**Direction:** Copy the data below line for line without changing anything, and leave the pictures out of your copy.

>> BEGIN Data shown

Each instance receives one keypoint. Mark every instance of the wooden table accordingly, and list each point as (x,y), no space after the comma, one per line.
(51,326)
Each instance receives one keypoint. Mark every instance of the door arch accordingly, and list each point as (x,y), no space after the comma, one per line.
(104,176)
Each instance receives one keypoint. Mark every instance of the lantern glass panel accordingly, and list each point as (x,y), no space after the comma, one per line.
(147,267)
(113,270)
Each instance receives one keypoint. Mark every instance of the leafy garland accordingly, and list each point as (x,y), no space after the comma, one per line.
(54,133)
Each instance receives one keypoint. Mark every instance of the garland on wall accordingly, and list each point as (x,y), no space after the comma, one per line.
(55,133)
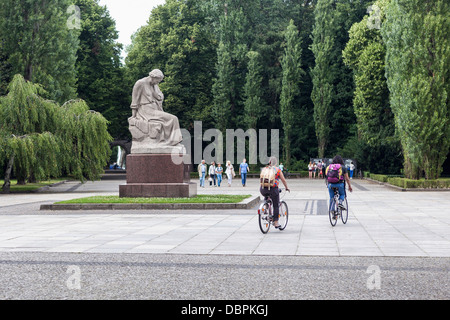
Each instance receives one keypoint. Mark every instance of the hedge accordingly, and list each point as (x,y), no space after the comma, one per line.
(422,183)
(379,177)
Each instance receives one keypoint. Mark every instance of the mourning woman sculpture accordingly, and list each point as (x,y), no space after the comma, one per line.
(153,130)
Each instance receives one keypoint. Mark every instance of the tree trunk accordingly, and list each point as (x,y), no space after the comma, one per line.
(7,183)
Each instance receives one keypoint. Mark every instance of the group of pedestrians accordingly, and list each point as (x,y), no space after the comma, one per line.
(214,173)
(320,168)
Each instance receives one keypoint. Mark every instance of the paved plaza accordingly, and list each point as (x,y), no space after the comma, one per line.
(382,222)
(222,254)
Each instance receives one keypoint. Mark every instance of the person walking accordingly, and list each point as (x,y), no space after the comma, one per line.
(230,172)
(319,168)
(352,168)
(243,170)
(202,173)
(212,173)
(310,169)
(219,171)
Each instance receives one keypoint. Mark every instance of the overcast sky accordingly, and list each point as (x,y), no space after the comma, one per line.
(130,15)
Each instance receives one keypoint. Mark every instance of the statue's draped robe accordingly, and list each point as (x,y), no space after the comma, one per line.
(150,118)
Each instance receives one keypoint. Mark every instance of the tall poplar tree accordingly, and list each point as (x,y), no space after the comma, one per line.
(323,73)
(417,68)
(292,73)
(254,106)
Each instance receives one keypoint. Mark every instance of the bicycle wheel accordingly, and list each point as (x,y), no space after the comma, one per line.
(264,217)
(283,216)
(332,212)
(344,213)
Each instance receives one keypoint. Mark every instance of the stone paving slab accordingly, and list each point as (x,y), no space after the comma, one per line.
(382,222)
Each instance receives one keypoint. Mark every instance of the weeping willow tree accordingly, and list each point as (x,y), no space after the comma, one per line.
(40,139)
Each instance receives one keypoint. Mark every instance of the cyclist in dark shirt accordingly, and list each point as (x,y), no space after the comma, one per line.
(340,185)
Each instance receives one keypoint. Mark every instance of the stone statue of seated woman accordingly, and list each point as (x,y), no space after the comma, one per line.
(152,129)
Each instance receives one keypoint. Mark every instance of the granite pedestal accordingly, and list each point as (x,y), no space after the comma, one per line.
(156,175)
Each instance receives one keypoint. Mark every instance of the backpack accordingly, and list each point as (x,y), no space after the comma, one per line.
(334,173)
(267,177)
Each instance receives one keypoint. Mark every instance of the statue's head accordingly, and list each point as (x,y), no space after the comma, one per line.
(156,76)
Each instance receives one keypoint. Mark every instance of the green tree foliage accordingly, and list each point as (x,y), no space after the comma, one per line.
(254,107)
(99,68)
(292,75)
(417,66)
(38,44)
(365,54)
(177,41)
(40,139)
(222,89)
(323,73)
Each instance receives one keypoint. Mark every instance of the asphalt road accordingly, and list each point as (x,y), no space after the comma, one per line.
(204,277)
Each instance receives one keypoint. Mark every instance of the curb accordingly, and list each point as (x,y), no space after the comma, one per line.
(248,203)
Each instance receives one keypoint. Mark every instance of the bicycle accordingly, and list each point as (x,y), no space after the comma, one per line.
(334,210)
(265,215)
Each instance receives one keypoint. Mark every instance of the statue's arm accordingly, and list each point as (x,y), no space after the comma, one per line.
(135,98)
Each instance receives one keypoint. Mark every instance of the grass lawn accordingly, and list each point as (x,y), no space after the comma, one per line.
(30,186)
(196,199)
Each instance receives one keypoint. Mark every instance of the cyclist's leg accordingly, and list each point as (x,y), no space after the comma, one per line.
(330,190)
(275,196)
(341,192)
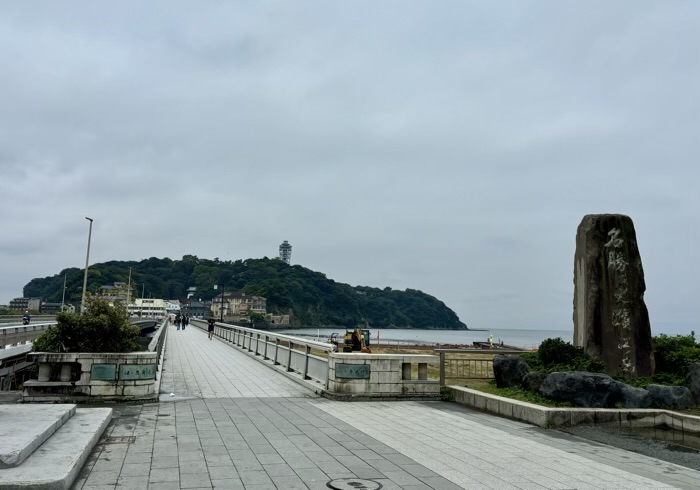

>> END Data shown

**Result for this exercise:**
Each instance receives one keypoint. Mark every instance of the wooden table accordingly, and list each point as (x,y), no space after the comma, one per line.
(51,326)
Each instance receives one keypoint. Mark every instance of the door arch accordingly, and list each point as (x,y), no space after the comma, one per line.
(104,176)
Each instance receives one keypoint. Mark every instance of the lantern glass panel accordingly, and list each point as (x,y), no space after the comma, one per line.
(147,267)
(113,270)
Each instance receives one keypoint. Mark every instance of the leafy garland accordingly, and list each point as (x,y), no space after the comma, one per line.
(54,133)
Each instance receives one keypoint. Mark every instance of the garland on wall accordingly, and list each point as (x,y), no space after the comma, one per line.
(55,133)
Each instance receives one keypoint. Mark every instance of the hedge accordingly, and list each point as (x,y), no space after the comma, one per line.
(422,183)
(379,177)
Each instance receives one keypoint. Mark every instance of the mourning woman sculpture accordingly, and list each point as (x,y), no space after the comma, one per line.
(153,130)
Each instance receives one keypoint. Mark every instance of the tree trunk accordingly, and list each point as (x,y), no space after the comma, one per line.
(7,183)
Each instance receives one keypoint. Mark every instance of the group of pedestrians accordingly, and list each point as (x,y), no space after the comma, one per line.
(214,173)
(320,168)
Each instance receives one keypoint. Mark every instance of the paved plaza accordingly, and list each point as (x,y), no space after the comma, one per line.
(382,222)
(222,254)
Each instance receives one keypoint. Mark every instance of the person walking accordingly, and list each point as (x,y), no space after the comma, one per line.
(230,172)
(319,168)
(352,168)
(243,170)
(202,173)
(212,173)
(310,169)
(219,171)
Each instance receives one keypoint. Mark every instance of the overcast sky accordingly, and list each point as (x,y), no space after the comma, one per line.
(130,15)
Each instance receives one keypoint. Mark every instance of the statue's draped robe accordingly, and list each point as (x,y), no space after the comma, one per line.
(150,118)
Each instance receives one keypoint. Mark every instance of the tall poplar tree accordingly, and list each point as (x,y), no space after the comma, one per line.
(323,73)
(417,68)
(292,73)
(254,106)
Each instance receives one keypoint. Mark every instance of the bicycle wheel accordingly, and list each point as (x,y), no space after the comma, one per line.
(264,217)
(283,216)
(332,212)
(344,213)
Each instance receives one keypoint. Mark every instance of the stone paving slab accordingly, and list each point as (x,y), no space after the comma, one per line.
(382,222)
Each instance receives one keypoint. Mark every instance of the weeping willow tree accordingly, and list each point as (x,y), no space after the comma, one per line.
(40,139)
Each instance receives one keypoint. Mark every instance of the cyclist in dark shirt accordingly, and list each point as (x,y), no space after the comma, one per line.
(340,185)
Each instance receives one keypoint. Mark every instance of the stone statue of seated woman accordingly, and list each point as (x,y), no space after the comma, one per line.
(152,129)
Each instance receives one keypoint. Mark every instance of the granite pedestal accordingly, and list each point as (x,y), no space after the comma, one per line.
(156,175)
Each instance receives one keypoint. Mark every instance of the backpack accordingly, and list each point as (x,y), no space after the comma, one per line.
(334,173)
(267,177)
Each instance receives one keypoint. Mark every instance of the statue's head accordingly, and list each point as (x,y), no space after the comma, one per line.
(156,76)
Each instance receives one keypoint. Mark every instance of the green tree foliage accordingly, and list each point as (x,y), no space after the comma, one per line.
(254,107)
(99,68)
(292,75)
(417,66)
(38,44)
(365,54)
(177,41)
(40,139)
(222,89)
(323,73)
Each instance receives one keypoint. Mark every instance of the asphalt road accordingly, and list each point as (x,y), no space after the comma, one per line.
(204,277)
Each instance receives one keypoint. Mark every instance of the curb accordingly, and list each point as (x,y), no space after the comma, one per line.
(248,203)
Each instance receives one keypoint. Mark every instance of the bicycle accordingly, and list each point as (x,y), no space after the comma, one per line.
(334,210)
(265,215)
Each instance receives one keypoint. Mark every instance of the statue's arm accordingly, and list each point as (x,y), no space after the comma, one per line.
(135,98)
Each instance receives one keypoint. Mark every instance of the grass lawn accordingly, and list each point as (x,y), no space after the comma, one per line.
(30,186)
(196,199)
Each instance receives one keypoint. Mark every instance of the cyclist's leg accordingly, and list each point as (x,y), no space after the comma, one per line.
(330,190)
(275,196)
(341,192)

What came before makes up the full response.